## What is being asked
Strip the pictures and reproduce the rest of the listing exactly.

## Entries from a point annotation set
____
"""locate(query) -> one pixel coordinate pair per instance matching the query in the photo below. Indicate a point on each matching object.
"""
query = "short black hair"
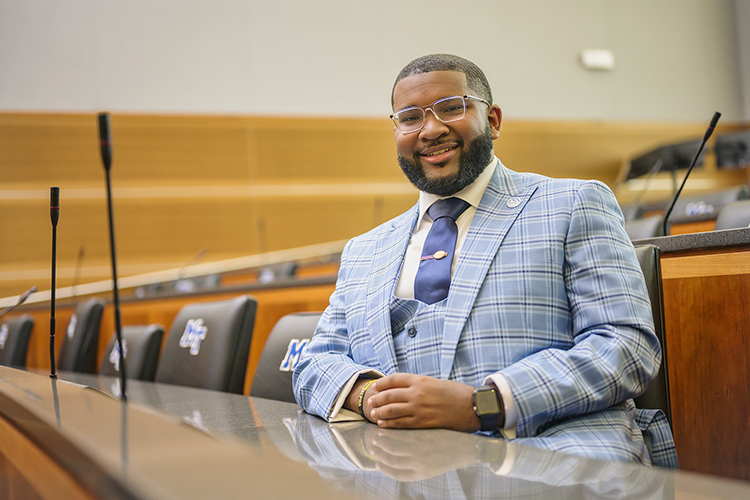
(475, 78)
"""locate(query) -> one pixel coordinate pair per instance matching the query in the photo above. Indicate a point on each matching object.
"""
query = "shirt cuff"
(511, 412)
(341, 414)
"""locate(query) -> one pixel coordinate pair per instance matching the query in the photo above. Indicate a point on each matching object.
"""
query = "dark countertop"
(699, 241)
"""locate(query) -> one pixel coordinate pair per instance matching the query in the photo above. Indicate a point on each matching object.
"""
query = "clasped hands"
(407, 401)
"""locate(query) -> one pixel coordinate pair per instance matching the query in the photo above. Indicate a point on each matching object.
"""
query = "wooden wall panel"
(240, 185)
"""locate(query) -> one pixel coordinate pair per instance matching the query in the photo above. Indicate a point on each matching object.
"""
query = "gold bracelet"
(361, 399)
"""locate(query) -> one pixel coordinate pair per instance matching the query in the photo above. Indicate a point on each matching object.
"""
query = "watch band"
(491, 413)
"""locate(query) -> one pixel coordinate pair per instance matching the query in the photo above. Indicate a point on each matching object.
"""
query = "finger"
(390, 396)
(393, 381)
(391, 411)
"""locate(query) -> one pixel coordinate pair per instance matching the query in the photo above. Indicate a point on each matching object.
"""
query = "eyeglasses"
(446, 110)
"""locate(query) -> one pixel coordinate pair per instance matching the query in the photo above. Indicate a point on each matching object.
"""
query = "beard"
(471, 163)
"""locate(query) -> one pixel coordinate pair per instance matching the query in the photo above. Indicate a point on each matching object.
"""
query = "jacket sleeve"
(615, 352)
(327, 363)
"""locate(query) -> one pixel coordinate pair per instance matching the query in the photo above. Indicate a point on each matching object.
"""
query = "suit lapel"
(503, 200)
(390, 247)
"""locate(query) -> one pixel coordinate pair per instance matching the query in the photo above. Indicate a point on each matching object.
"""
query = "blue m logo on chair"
(114, 356)
(293, 353)
(194, 333)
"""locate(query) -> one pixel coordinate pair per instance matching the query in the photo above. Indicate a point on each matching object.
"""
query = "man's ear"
(495, 116)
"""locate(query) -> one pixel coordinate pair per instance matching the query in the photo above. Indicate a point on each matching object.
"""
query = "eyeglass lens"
(446, 110)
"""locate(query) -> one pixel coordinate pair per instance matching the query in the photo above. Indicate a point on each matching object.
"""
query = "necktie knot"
(433, 278)
(449, 207)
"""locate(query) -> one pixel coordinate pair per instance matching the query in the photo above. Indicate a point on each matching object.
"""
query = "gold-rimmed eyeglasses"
(446, 110)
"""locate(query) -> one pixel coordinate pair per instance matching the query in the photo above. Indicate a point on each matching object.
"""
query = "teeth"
(435, 153)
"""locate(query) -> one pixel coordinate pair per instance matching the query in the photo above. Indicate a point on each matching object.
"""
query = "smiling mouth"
(435, 151)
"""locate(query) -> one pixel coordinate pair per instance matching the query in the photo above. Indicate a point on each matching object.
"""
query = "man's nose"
(433, 127)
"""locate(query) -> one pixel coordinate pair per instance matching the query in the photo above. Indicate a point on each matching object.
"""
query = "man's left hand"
(406, 401)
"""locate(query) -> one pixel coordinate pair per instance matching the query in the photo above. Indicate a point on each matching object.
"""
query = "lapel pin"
(513, 202)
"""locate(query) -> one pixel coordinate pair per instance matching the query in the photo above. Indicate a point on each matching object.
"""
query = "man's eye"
(408, 117)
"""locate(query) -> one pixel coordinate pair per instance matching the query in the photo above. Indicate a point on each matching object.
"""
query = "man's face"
(443, 158)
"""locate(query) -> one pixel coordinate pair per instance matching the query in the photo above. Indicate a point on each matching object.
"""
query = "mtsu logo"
(3, 335)
(72, 325)
(293, 353)
(114, 356)
(194, 333)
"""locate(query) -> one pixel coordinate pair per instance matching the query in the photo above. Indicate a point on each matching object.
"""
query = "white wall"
(675, 59)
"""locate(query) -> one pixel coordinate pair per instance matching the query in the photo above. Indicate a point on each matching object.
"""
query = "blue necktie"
____
## Solution
"""locate(query) -> one pixel coordinate pair per instance matching the query in the photo below. Indicate a point on each matching object.
"""
query = "short black hair"
(475, 78)
"""locate(query) -> one pixel coordinate pair per instance matching the query in the photo above. Indicate a point on each matching object.
"""
query = "shirt cuff"
(511, 412)
(341, 414)
"""locate(query) -> one pixel coordinate pair per instance matching the query in the photo above. Indicate a point on each matching object.
"""
query = "dark countertop"
(699, 241)
"""locate(query) -> one pixel coordinate pair per instance matching the query in the photo above. Indicate a point on each matching object.
"""
query = "clasped hands"
(407, 401)
"""locate(query) -> one pixel coordinate pair per instance matching the query in the photo above. Indicate a point on each matching object.
"""
query = "wooden wall panel"
(240, 185)
"""locate(query) -> one pixel coordinate pair per instance matching the query in the photo above. Indicate a point on each matching object.
"""
query = "gold bracelet"
(361, 399)
"""locate(query) -> one pixel coordinate pair per instance matching the query in the photo above. Indicate a point on each matching object.
"""
query = "watch band"
(491, 413)
"""locate(query) -> one pixel coordinate pair per instance matching the query in the photo above. Indicate a point on each matching object.
"""
query = "finger"
(390, 396)
(393, 381)
(391, 411)
"""locate(query) -> one pixel coordinate pair per instance matching the query in the photo above. Indicate a point on each matching object.
"""
query = "eyeglasses"
(446, 110)
"""locate(query) -> one pixel coordinate pair per instance matching the query in the photo above. Indicate a point on each matching object.
"""
query = "beard"
(471, 163)
"""locate(query) -> one pixel coordinate pair per instance matching the query in the photo above. Indicate a point on each matching object.
"""
query = "jacket sleeve"
(615, 352)
(327, 363)
"""locate(query) -> one pixel coordinate pair per instance matching the query in the photo above. Indicate a point on each matching object.
"""
query = "suit lapel"
(503, 200)
(390, 247)
"""locate(query) -> one pixel coordinate pair per instance matching the query in the photo above. Indicate a point on each matching object.
"""
query = "blue m logo on chair"
(114, 356)
(293, 353)
(194, 333)
"""locate(query) -> one pixel coordinate pair per instance matching the query in the photo above. Indicate a point on each matching object.
"""
query = "man's ear"
(495, 116)
"""locate(query) -> one pixel coordinate pair per instance matching the query in the photo above. Indicate a point on each matching object.
"""
query = "eyeglass lens"
(446, 110)
"""locate(query) -> one pixel coordinate pair per instance matching the query in the photo above. Indicate a point on each matching object.
"""
query = "necktie knot"
(433, 278)
(449, 207)
"""locate(query) -> one pixel coordinate pair per instance matching the query in the photo above. Indicate a point on each matching object.
"""
query = "gold-rimmed eyeglasses"
(446, 110)
"""locate(query) -> one pixel coordinate pair per instance matching the query in the photo above. Indicate a point on each matching object.
"""
query = "teeth"
(435, 153)
"""locate(query) -> one pixel coordinate pair per instance matching the query in the photo above. Indicate a point on each matching object.
"""
query = "smiling mouth"
(435, 151)
"""locate(query) -> one pixel coordinate pair per instance matching the query in the photo above. Indicate a point on each matching object.
"""
query = "man's nose"
(433, 127)
"""locate(query) -> one pixel coordinate pair per instance matching the query in the photo above. Indicate a point on each matching object.
"""
query = "man's left hand"
(406, 401)
"""locate(query) -> one pixel coordinate pair per instance matching the query in the photo above. Indicate a point on each matching object.
"""
query = "lapel pin"
(513, 202)
"""locate(query) -> one pixel coordinate pair per instance matching the query in the photo above. Indicate a point on each matching object.
"""
query = "man's eye"
(408, 117)
"""locate(query) -> one pixel coordinate pair per instance matching the query in the photo above. Indicate a point on each matching object.
"""
query = "man's face"
(443, 158)
"""locate(query) -> one pixel coordinate pair per instance matching the query in the photo above. Indicate a point on each matching object.
"""
query = "mtsu logo"
(3, 335)
(72, 325)
(293, 353)
(114, 356)
(194, 333)
"""locate(query) -> one pixel coordinate pair per instance matching the query in the photo above. Indicate a point on each matching object.
"""
query = "white wall"
(675, 59)
"""locate(query) -> one pixel coordinate pair per instance matching the query in the photo above. Indicate a point on each matching object.
"""
query = "blue necktie"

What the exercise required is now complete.